→ Goal 1
Answer these questions using the blog post below:
(a) In how many weeks is Lou's wedding?
(b) Which part of the writer's car has not been replaced?
(c) What kind of dancers did the writer and her husband watch at the highland games?
→ Goal 2
Print the blog post below from "I am a bit worried" to "grateful for that!".

→ Document text
▼

Sunday, July 27, 2008

Sunday Random Thoughts

Who has never been to a wedding? You are thinking everyone has been to a wedding, right?! Wrong, my good friend Lou has NEVER been to a wedding. We won't hold this against her but I just think its weird she has never been. Her wedding will be the first...exciting for her..two firsts! I am excited to go to her wedding..I can't wait to see her. It going to be a blast in just three weeks!

Papercuts really fricking hurt. They are so small yet so painful!! I am currently suffering a little bit of pain while I type this...ow, ow, ow

I am a bit worried about school. The upcoming semester is my last year of my degree. I hope AB will coporate and send me enough money to actually go. If they don't then I must work for a year to try and save enough and then go back, it just seems like such a waste, I am so close!!!

My car is the BIGGEST pain in my ass ever! Yes its old and I fully understand that it will have problems but it shouldn't have any because everything except the motor has been replaced. Its very irritating when you spend so much money at one time to fix the problem and still doesn't work! I just want a new car that works! I do love my car, I shouldn't say its a pain..it got me across Canada with no problems, safe and sound and I am grateful for that!

I had a nice time with my husband and friends on Saturday night. I think going for late night appetizers and drinks should happen more often!!

My husband and I went to the highland games on Saturday. We had a great time. We watched highland dancers, saw pipe bands and drummers, listened to some great Irish and Scottish jigs..then a thought occured to me. How did we go from such nice, peaceful music such as that and others like Beethoven or Mozart to lyrics that involve hoes, bitches and giving that booty a big slap. I am guility of listening to such music, it was just a thought.

▲

→ Raw records
▼

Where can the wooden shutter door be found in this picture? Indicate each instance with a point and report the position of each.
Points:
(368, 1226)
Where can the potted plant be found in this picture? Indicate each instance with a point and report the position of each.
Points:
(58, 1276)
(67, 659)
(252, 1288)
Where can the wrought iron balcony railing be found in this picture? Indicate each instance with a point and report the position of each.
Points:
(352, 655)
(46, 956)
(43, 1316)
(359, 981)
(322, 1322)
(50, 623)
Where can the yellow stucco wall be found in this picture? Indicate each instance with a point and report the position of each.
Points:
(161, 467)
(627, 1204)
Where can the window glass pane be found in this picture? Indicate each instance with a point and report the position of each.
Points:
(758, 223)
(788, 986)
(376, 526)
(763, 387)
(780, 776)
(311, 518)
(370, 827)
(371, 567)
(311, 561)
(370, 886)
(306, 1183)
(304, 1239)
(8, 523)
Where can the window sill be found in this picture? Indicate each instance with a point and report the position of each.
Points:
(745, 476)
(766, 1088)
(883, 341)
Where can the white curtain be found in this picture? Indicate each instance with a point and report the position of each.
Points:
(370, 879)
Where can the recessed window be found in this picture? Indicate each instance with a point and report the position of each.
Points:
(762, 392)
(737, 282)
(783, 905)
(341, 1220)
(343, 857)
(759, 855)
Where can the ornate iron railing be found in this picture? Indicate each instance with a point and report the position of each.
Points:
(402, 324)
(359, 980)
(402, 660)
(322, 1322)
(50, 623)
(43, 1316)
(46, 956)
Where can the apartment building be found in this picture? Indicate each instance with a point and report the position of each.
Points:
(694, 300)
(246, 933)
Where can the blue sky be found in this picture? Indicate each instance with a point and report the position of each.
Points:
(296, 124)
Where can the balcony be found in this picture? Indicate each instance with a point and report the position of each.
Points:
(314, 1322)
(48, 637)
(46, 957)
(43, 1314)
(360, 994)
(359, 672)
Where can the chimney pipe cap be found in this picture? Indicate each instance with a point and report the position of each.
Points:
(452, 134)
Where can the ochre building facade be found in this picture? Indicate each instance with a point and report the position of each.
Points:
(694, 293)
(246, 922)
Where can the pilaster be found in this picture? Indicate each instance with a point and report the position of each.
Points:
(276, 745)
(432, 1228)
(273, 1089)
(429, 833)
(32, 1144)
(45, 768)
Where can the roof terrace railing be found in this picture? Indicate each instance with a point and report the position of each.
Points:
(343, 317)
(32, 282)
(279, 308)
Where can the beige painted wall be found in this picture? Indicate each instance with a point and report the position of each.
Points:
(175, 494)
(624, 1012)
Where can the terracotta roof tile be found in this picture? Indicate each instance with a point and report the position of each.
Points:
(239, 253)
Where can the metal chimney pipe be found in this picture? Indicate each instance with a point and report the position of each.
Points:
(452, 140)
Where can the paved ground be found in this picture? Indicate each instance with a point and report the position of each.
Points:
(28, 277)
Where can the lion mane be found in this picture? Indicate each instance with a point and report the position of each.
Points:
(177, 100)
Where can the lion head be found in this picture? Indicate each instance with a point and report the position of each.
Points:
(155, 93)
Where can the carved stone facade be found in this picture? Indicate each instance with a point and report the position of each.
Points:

▲

→ Full solution 1
(a) Three weeks.
(b) The motor.
(c) Highland dancers.

→ Full solution 2
I am a bit worried about school. The upcoming semester is my last year of my degree. I hope AB will coporate and send me enough money to actually go. If they don't then I must work for a year to try and save enough and then go back, it just seems like such a waste, I am so close!!!

My car is the BIGGEST pain in my ass ever! Yes its old and I fully understand that it will have problems but it shouldn't have any because everything except the motor has been replaced. Its very irritating when you spend so much money at one time to fix the problem and still doesn't work! I just want a new car that works! I do love my car, I shouldn't say its a pain..it got me across Canada with no problems, safe and sound and I am grateful for that!